### [Input records]
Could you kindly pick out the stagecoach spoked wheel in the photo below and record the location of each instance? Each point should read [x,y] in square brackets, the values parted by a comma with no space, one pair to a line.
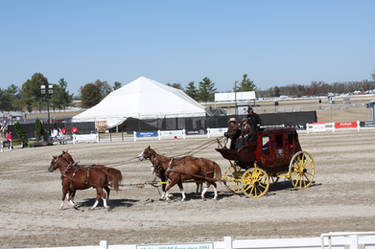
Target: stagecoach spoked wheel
[301,170]
[255,182]
[274,179]
[232,177]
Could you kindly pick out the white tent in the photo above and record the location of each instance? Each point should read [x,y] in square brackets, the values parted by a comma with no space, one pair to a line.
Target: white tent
[142,98]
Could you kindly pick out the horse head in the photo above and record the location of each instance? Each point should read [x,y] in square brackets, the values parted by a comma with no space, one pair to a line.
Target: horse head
[146,154]
[58,162]
[54,164]
[67,156]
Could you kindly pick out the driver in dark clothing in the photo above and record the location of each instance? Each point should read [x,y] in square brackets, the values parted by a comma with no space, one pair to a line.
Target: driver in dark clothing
[254,121]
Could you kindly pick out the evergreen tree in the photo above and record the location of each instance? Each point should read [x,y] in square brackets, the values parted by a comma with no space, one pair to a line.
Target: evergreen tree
[61,97]
[191,90]
[90,95]
[38,129]
[31,90]
[21,134]
[246,85]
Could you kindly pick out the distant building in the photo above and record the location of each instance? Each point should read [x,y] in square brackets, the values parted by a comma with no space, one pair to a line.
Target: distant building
[371,105]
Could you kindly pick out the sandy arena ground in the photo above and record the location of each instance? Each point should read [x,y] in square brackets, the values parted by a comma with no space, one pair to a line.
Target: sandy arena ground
[342,197]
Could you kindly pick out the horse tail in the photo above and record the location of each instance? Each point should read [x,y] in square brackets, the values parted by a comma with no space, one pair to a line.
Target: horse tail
[114,177]
[217,171]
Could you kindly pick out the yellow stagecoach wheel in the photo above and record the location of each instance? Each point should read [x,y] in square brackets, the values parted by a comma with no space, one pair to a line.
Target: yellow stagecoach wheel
[301,170]
[274,179]
[232,177]
[255,182]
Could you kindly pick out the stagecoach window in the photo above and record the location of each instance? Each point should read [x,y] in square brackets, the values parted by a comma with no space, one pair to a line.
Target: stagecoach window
[290,138]
[265,144]
[279,141]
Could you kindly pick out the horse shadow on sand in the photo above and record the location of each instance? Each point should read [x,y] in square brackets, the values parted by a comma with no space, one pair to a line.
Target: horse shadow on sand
[197,196]
[112,203]
[286,184]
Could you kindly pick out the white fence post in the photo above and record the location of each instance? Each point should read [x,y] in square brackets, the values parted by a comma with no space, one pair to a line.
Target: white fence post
[227,242]
[353,241]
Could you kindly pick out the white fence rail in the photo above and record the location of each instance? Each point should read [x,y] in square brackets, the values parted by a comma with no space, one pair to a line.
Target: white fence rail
[332,126]
[216,132]
[86,138]
[341,240]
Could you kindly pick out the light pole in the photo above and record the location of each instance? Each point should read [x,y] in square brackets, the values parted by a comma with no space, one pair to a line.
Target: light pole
[235,98]
[47,92]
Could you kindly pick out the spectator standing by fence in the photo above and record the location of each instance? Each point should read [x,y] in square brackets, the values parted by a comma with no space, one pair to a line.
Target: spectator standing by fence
[9,140]
[74,130]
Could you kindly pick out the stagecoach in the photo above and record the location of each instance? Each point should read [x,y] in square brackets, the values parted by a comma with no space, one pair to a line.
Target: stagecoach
[275,153]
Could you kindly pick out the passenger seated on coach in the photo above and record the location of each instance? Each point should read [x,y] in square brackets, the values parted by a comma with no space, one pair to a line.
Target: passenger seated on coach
[246,133]
[232,133]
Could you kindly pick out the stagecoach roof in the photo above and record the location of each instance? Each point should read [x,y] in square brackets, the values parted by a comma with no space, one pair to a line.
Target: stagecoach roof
[142,98]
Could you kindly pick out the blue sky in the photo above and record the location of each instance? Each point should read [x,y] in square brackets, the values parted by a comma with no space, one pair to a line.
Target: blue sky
[274,42]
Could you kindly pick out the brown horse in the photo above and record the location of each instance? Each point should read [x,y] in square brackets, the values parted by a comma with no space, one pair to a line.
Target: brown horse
[181,169]
[112,172]
[75,178]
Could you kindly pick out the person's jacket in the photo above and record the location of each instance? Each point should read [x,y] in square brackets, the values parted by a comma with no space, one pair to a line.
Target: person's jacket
[233,130]
[254,121]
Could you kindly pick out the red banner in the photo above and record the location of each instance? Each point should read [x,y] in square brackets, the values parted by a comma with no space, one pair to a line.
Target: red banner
[340,125]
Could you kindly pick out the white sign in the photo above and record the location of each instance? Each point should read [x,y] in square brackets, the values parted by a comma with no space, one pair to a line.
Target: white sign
[178,246]
[86,138]
[232,96]
[216,131]
[172,133]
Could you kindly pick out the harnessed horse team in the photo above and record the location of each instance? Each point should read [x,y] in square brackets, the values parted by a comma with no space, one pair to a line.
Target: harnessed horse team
[170,170]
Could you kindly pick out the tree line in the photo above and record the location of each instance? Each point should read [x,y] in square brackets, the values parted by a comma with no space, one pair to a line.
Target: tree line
[318,88]
[29,97]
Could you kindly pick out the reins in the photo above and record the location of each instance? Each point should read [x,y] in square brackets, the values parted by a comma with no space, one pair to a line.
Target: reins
[198,148]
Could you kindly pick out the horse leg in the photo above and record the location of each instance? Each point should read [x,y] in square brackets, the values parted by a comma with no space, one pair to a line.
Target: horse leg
[204,191]
[215,190]
[199,187]
[100,195]
[108,190]
[64,192]
[72,193]
[170,185]
[181,190]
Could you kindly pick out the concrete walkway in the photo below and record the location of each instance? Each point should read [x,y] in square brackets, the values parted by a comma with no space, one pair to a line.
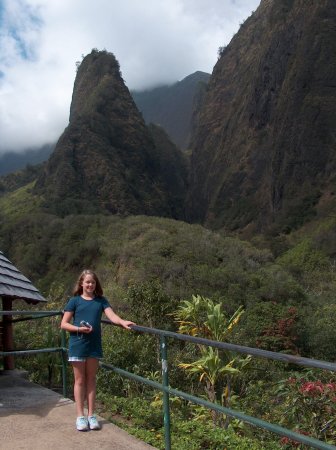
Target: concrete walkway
[36,418]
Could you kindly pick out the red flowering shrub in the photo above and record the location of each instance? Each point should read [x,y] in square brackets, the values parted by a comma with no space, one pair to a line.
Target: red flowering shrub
[309,407]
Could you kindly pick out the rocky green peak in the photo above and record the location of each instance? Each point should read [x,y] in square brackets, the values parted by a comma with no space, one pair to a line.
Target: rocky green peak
[106,160]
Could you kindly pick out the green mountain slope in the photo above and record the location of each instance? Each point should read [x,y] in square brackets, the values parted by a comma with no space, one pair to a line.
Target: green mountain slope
[172,107]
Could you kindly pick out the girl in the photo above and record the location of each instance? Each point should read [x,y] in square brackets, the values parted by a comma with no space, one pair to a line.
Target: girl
[82,316]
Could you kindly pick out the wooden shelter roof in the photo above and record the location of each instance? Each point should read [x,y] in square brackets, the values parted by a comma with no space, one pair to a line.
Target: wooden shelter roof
[15,285]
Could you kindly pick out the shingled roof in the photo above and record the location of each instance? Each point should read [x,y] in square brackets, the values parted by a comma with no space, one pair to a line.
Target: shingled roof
[15,285]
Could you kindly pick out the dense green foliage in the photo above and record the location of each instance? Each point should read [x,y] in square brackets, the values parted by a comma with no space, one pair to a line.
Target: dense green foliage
[148,267]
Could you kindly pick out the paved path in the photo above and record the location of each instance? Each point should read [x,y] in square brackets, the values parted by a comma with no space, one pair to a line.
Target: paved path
[36,418]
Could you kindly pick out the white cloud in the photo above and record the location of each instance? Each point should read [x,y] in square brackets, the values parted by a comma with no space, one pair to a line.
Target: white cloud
[155,42]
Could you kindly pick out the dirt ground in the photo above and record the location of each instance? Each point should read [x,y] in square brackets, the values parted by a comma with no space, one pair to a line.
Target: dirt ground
[35,418]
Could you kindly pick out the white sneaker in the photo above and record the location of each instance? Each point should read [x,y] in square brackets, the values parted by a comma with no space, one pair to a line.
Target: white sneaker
[82,424]
[93,423]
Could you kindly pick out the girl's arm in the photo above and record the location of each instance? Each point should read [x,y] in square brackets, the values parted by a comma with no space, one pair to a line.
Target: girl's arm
[114,318]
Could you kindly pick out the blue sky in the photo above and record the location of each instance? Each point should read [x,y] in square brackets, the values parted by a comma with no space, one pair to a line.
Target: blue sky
[155,42]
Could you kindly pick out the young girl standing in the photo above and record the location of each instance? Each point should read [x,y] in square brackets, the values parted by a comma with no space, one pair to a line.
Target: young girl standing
[82,317]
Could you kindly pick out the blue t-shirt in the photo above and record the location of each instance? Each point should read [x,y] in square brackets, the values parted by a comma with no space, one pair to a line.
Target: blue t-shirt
[86,344]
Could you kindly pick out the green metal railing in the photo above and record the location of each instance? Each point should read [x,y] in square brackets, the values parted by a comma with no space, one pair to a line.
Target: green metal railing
[167,390]
[62,350]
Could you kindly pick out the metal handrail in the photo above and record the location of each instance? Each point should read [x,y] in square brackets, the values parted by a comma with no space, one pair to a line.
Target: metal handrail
[167,390]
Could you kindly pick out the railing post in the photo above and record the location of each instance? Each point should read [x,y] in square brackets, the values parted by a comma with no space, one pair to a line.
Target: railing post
[64,364]
[165,383]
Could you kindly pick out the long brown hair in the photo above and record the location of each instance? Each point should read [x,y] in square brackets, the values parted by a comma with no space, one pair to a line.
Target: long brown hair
[78,289]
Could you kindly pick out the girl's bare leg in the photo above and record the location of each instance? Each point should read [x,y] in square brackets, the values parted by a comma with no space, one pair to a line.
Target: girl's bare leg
[91,368]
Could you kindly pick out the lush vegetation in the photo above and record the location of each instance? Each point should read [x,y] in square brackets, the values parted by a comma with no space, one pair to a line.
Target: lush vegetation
[275,292]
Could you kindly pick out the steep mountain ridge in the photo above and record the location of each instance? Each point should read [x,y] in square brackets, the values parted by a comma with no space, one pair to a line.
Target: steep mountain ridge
[172,106]
[263,149]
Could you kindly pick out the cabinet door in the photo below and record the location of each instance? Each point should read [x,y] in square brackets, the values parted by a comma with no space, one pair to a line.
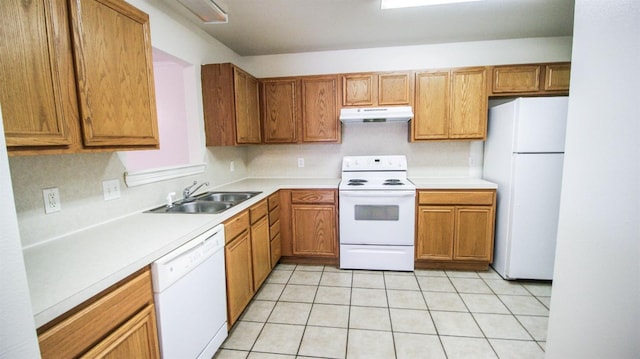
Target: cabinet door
[320,109]
[435,232]
[314,230]
[394,89]
[357,90]
[238,264]
[279,113]
[474,233]
[247,107]
[469,102]
[134,339]
[557,77]
[112,48]
[33,49]
[515,79]
[260,251]
[431,118]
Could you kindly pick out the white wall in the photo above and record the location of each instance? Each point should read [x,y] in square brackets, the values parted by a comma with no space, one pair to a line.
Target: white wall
[460,54]
[595,307]
[17,327]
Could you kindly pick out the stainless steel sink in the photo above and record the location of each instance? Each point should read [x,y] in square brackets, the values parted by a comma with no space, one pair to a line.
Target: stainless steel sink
[209,202]
[235,197]
[199,207]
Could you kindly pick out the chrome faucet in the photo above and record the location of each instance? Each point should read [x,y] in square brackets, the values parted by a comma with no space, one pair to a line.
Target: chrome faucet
[188,192]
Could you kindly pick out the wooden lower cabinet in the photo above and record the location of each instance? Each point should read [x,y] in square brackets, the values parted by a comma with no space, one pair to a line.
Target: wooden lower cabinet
[118,323]
[260,245]
[239,276]
[313,229]
[309,226]
[238,265]
[247,257]
[455,229]
[134,339]
[274,228]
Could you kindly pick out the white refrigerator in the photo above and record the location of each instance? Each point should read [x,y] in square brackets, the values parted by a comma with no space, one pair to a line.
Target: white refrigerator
[524,154]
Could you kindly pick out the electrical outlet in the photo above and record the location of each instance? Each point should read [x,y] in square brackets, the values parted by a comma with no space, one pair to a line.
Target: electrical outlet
[51,197]
[111,189]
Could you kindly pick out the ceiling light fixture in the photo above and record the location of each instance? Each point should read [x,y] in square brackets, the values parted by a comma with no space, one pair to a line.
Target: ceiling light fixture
[395,4]
[207,10]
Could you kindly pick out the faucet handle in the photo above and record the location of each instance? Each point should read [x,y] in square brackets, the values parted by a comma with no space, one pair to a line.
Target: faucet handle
[170,199]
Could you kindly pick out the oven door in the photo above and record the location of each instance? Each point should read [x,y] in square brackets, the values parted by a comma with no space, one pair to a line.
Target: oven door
[377,217]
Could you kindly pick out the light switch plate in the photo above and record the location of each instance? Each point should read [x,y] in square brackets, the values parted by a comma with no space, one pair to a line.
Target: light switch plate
[51,197]
[111,189]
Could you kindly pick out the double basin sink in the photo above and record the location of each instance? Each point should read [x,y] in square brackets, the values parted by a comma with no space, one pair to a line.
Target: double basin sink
[209,202]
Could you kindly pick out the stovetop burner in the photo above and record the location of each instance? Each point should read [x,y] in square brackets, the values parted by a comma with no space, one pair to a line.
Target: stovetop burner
[375,173]
[393,182]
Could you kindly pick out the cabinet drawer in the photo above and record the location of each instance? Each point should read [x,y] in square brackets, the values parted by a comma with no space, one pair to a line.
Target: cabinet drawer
[258,211]
[274,201]
[274,216]
[236,225]
[76,333]
[457,197]
[274,229]
[313,196]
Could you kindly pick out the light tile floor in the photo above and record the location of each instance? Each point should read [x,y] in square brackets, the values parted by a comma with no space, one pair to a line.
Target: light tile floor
[307,311]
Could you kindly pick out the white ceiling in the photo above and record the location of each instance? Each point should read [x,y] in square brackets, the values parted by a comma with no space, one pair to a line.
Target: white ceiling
[260,27]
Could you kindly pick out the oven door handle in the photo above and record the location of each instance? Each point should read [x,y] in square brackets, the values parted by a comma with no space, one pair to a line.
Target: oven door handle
[378,194]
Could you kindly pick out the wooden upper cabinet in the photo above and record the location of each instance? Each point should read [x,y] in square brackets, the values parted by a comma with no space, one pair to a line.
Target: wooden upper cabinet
[280,110]
[513,79]
[376,89]
[320,111]
[230,99]
[77,76]
[469,103]
[114,69]
[33,54]
[450,104]
[431,110]
[557,77]
[394,89]
[247,107]
[357,89]
[531,79]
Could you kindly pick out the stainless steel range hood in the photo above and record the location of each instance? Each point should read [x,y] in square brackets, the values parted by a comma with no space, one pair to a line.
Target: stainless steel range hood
[376,114]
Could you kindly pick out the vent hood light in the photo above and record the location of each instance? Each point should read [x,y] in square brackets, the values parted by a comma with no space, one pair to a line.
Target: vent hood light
[376,114]
[395,4]
[206,10]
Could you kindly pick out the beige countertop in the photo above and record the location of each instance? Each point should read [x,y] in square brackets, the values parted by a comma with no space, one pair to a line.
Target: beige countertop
[452,183]
[64,272]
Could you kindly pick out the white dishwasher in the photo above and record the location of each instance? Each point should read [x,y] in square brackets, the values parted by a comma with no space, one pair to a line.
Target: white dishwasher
[190,297]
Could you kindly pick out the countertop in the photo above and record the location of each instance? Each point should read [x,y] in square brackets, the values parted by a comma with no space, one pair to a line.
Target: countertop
[452,183]
[64,272]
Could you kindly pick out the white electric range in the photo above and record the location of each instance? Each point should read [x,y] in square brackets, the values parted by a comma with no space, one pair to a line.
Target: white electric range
[377,214]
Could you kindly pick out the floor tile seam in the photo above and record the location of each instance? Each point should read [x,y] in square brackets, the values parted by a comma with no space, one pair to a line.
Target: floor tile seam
[511,315]
[525,327]
[512,312]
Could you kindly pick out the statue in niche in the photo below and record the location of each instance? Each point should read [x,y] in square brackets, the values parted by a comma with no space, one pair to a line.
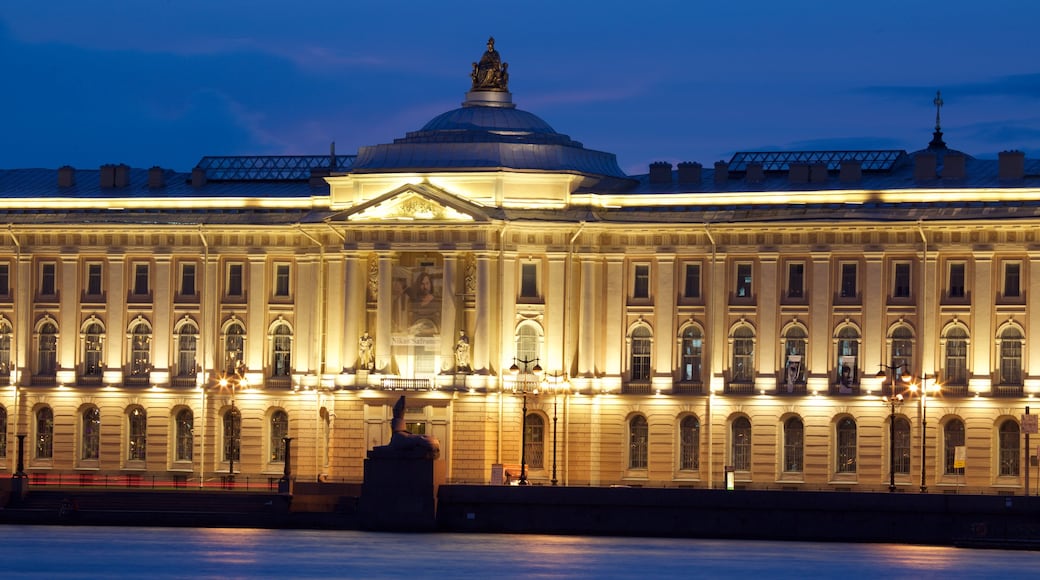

### [Directions for this task]
Which lines in the items contain the word "switch"? Extract each of those lines and copy it out in full.

### [Task result]
Could you kindly pick out the light switch plate in the photo above and record the location of each instance? Each point should read [x,y] in square brackets, the values parted by a comma with no space, one pair to a line.
Target: light switch plate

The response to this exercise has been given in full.